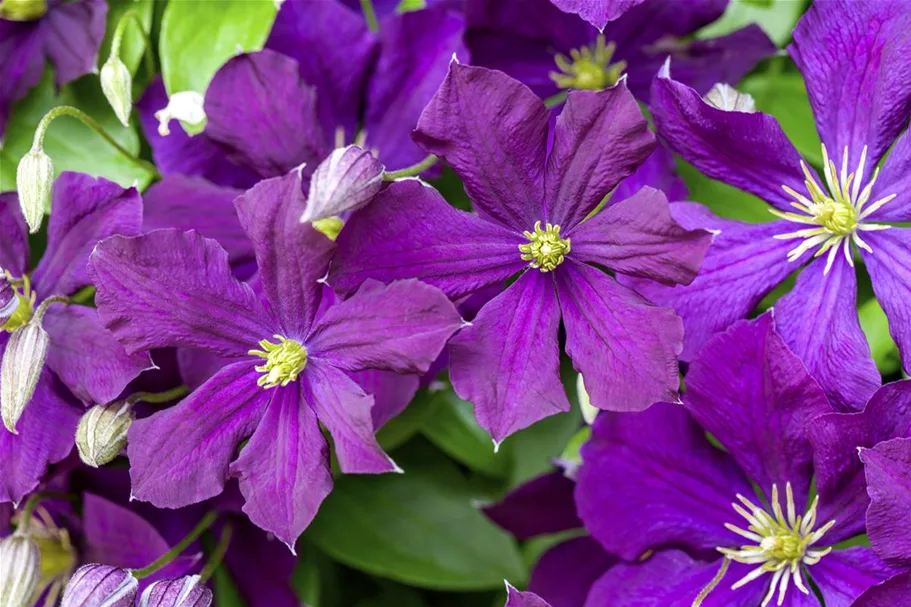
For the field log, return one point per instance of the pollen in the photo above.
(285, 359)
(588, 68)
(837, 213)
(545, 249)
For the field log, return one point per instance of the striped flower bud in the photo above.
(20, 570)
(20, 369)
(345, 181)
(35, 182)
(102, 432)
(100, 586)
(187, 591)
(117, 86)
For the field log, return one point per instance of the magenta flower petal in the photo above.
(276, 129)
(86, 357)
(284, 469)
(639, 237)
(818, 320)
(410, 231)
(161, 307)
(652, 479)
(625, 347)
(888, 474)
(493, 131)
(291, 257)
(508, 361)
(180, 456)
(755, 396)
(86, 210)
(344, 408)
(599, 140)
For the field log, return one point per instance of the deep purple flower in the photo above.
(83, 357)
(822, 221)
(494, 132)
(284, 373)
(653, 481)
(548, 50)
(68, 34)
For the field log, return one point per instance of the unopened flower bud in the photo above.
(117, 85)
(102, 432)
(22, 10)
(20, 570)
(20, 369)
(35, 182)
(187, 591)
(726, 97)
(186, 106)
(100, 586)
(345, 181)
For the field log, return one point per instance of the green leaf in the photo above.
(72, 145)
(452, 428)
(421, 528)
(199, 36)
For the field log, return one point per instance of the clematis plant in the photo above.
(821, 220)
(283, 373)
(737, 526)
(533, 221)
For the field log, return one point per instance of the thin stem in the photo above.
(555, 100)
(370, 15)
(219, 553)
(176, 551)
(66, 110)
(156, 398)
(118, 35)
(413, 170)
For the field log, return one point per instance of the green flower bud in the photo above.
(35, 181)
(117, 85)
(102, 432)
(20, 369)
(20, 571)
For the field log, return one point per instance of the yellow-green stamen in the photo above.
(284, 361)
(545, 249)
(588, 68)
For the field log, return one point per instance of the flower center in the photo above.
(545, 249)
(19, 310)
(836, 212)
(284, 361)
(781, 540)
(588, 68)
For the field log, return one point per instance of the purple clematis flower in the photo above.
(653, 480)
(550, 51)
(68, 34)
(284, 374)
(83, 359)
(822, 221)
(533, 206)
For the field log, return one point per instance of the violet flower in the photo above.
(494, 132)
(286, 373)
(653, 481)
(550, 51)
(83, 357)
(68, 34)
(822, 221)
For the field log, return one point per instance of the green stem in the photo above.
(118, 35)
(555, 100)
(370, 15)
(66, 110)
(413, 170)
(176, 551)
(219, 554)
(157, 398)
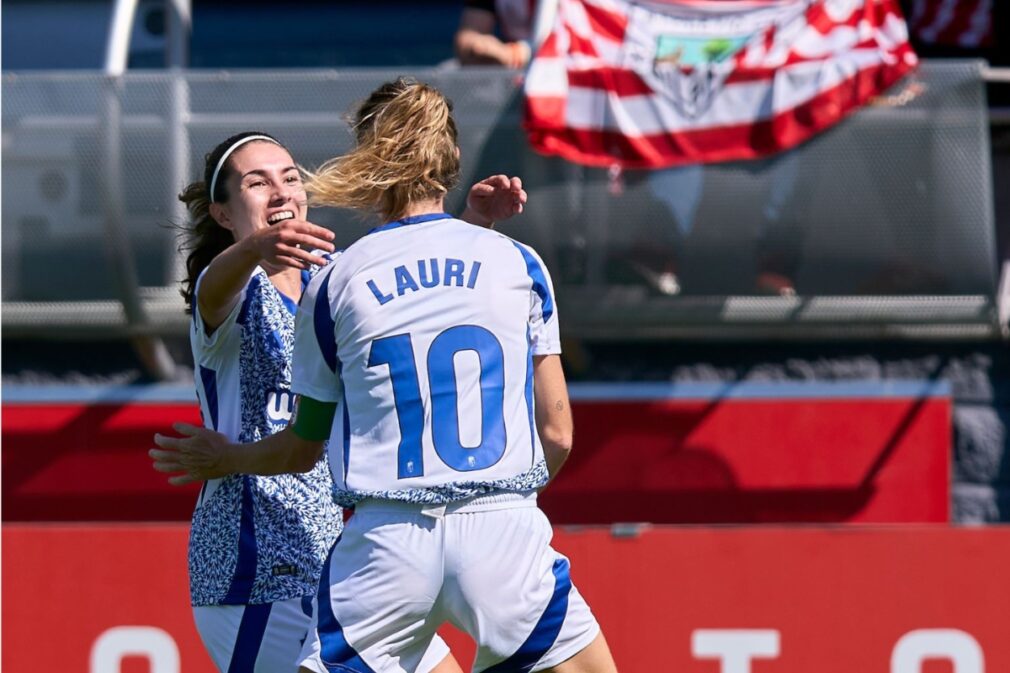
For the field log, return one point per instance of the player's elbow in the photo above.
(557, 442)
--
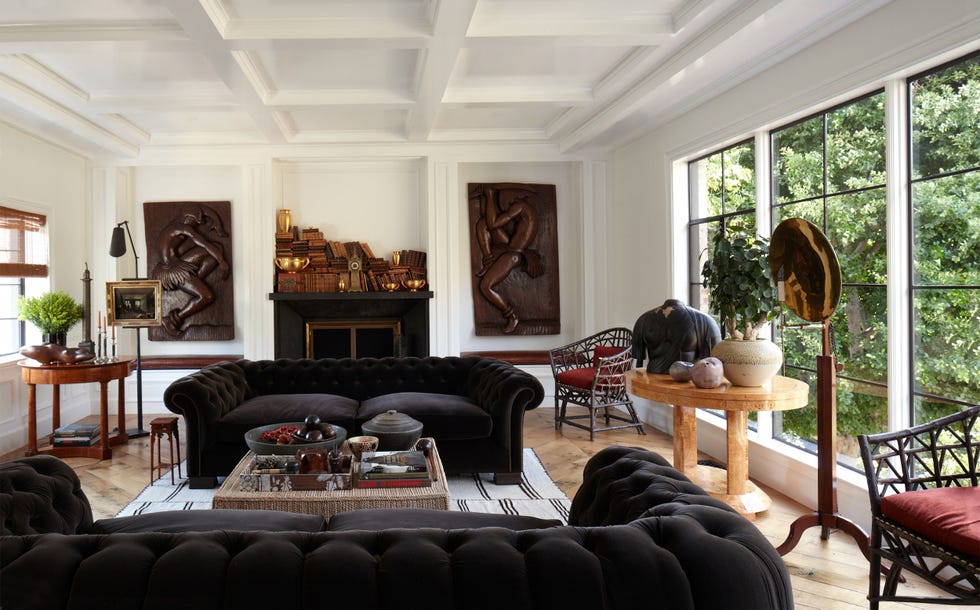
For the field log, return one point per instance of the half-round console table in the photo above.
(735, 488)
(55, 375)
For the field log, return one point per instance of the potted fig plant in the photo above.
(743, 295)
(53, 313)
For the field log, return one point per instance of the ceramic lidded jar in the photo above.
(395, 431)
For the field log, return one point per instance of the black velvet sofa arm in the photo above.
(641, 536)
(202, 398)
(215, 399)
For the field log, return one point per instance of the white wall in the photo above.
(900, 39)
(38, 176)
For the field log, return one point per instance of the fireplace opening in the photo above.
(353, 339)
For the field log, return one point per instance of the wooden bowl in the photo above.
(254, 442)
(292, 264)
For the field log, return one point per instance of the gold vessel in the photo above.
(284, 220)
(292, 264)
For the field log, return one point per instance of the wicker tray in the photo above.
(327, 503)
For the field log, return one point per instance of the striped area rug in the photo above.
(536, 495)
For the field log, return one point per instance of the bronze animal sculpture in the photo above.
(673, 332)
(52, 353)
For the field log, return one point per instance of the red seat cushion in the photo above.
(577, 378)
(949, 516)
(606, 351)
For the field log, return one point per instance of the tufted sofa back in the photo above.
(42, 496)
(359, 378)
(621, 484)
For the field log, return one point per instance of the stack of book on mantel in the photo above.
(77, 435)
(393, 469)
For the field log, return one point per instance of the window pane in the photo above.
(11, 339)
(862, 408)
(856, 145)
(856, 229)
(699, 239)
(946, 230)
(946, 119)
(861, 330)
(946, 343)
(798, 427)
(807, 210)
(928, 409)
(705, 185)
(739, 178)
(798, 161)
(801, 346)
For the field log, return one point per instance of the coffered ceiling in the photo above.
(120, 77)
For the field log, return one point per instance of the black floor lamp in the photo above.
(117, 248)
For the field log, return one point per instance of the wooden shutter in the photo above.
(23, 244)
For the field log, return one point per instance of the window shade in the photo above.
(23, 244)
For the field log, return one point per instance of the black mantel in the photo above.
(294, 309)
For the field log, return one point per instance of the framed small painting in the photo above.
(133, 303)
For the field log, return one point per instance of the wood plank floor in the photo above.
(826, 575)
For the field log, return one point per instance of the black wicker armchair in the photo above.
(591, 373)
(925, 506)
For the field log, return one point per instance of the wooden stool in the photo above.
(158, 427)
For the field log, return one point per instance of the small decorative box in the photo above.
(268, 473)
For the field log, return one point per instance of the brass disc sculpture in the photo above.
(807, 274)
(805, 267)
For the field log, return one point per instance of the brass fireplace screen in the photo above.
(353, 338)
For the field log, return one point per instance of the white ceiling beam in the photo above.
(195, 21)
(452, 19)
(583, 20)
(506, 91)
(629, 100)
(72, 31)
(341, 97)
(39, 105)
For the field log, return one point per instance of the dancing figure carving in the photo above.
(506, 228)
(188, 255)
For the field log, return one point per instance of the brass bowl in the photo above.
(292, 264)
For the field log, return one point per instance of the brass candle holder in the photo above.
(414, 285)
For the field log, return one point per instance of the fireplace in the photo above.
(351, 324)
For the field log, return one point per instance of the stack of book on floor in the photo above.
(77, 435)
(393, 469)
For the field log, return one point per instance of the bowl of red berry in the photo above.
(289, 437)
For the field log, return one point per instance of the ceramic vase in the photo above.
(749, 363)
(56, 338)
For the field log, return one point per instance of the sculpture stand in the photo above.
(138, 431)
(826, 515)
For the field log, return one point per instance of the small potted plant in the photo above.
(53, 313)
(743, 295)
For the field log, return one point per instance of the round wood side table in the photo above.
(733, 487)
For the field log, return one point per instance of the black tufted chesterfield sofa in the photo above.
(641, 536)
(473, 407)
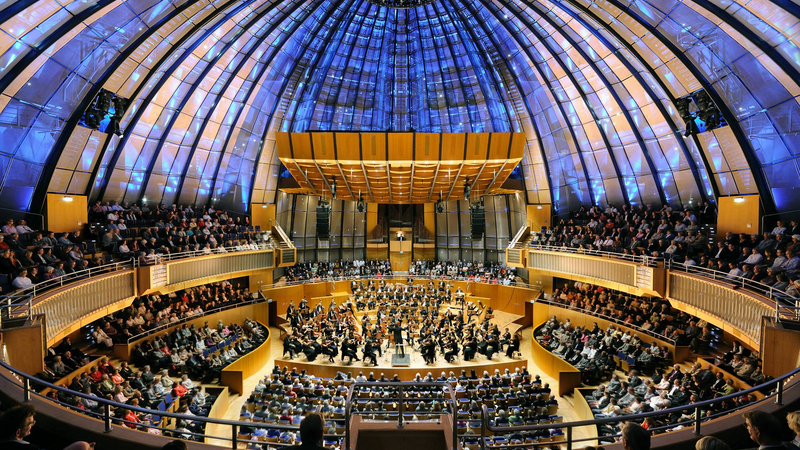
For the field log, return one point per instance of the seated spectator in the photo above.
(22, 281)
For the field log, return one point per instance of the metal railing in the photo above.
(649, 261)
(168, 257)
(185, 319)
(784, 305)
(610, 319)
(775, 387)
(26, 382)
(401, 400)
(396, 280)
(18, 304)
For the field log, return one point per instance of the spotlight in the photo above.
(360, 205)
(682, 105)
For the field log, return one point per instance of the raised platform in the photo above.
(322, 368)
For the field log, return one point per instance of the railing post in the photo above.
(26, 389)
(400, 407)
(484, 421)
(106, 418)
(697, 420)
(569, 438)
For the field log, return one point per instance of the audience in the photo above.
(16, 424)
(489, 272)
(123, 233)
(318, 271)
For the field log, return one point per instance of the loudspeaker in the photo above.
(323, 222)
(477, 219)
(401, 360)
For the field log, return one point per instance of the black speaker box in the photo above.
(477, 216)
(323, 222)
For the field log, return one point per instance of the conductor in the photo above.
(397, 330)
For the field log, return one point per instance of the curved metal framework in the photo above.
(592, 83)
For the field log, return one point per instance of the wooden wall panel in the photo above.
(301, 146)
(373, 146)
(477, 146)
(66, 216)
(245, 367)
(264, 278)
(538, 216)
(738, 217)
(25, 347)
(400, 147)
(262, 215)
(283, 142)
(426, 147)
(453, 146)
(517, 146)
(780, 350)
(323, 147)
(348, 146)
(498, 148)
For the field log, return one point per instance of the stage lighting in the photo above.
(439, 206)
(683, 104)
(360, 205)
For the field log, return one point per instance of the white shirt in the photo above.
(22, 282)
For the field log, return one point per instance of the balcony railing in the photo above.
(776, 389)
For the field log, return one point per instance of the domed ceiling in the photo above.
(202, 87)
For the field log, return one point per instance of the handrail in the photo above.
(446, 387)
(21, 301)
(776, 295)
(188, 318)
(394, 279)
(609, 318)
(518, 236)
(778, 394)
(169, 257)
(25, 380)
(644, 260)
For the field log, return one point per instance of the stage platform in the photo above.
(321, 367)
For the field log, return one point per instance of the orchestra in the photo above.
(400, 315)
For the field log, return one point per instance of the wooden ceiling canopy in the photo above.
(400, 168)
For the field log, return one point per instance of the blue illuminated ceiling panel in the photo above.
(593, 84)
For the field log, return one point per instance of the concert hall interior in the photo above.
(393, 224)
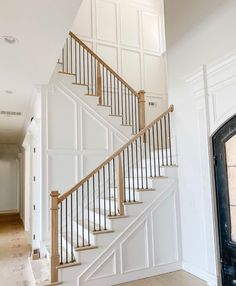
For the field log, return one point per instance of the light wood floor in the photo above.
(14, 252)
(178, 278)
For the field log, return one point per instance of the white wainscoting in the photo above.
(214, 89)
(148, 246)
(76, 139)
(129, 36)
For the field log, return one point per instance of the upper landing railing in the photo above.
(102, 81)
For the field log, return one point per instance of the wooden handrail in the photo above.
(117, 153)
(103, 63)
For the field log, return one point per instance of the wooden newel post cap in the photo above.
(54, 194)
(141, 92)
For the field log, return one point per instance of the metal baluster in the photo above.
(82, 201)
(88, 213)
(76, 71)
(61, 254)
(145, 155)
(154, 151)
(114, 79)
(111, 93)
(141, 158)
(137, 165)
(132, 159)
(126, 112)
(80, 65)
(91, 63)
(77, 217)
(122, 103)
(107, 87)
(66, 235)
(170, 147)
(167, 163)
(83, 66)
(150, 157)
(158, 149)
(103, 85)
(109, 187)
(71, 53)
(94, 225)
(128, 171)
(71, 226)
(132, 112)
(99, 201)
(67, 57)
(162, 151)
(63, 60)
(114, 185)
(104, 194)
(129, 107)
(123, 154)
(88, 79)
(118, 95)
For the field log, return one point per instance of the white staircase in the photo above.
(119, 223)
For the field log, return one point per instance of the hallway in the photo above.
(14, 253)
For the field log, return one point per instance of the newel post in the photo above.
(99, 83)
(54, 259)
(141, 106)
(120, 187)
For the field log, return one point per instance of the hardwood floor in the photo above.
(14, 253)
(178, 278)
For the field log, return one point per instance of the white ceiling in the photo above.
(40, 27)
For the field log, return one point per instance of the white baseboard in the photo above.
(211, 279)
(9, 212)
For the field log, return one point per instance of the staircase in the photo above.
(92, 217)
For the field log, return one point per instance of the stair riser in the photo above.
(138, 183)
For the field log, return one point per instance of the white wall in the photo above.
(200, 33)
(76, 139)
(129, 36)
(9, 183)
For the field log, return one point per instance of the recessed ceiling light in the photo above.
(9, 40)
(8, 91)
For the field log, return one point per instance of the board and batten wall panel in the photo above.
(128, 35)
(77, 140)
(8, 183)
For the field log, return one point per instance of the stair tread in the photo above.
---
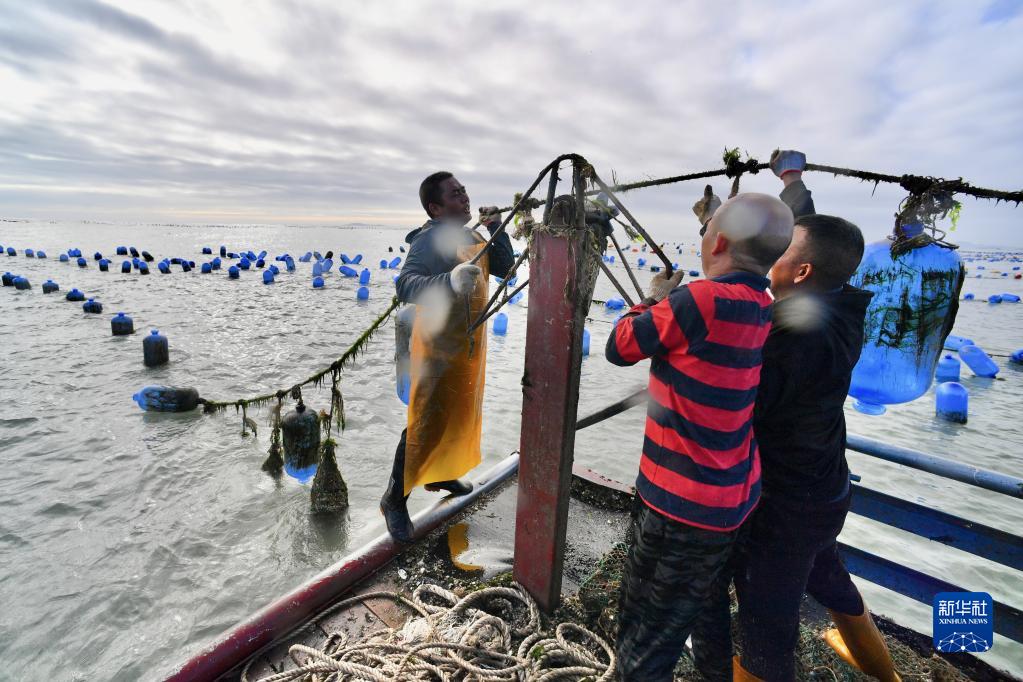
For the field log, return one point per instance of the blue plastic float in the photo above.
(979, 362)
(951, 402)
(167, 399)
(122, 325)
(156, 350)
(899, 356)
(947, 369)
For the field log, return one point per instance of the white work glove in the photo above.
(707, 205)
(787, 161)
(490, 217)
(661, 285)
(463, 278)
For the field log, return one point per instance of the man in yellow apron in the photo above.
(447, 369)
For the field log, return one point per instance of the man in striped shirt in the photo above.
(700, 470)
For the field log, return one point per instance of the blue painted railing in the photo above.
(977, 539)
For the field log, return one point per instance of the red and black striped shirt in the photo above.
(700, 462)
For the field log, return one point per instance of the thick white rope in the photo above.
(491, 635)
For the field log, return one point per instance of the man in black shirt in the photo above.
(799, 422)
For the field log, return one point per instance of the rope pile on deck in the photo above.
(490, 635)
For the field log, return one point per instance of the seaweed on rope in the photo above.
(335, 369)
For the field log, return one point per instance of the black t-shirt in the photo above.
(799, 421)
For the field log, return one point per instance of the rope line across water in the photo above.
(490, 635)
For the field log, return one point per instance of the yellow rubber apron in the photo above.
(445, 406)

* _EXERCISE INSTRUCTIONS_: Show every line above that contains the word "sofa", matching case exactly.

* _EXERCISE OUTPUT_:
For the field log, return one point per instance of the black velvet sofa arm in the photo above.
For the field log, return one point per instance of the tufted sofa back in the photo above.
For the field log, return one point per instance of the black tufted chesterfield sofa in the photo above.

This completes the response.